╭──

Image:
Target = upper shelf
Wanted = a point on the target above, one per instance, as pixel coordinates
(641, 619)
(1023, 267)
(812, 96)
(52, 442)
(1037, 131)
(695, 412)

╰──

-- TRY IT --
Output the whole listing exactly as given.

-- SOLUTION FOR THIS EXERCISE --
Image:
Target = upper shelf
Wanted = a point on the target above, one per instance, as pixel coordinates
(641, 619)
(1023, 267)
(812, 96)
(52, 442)
(1037, 131)
(695, 412)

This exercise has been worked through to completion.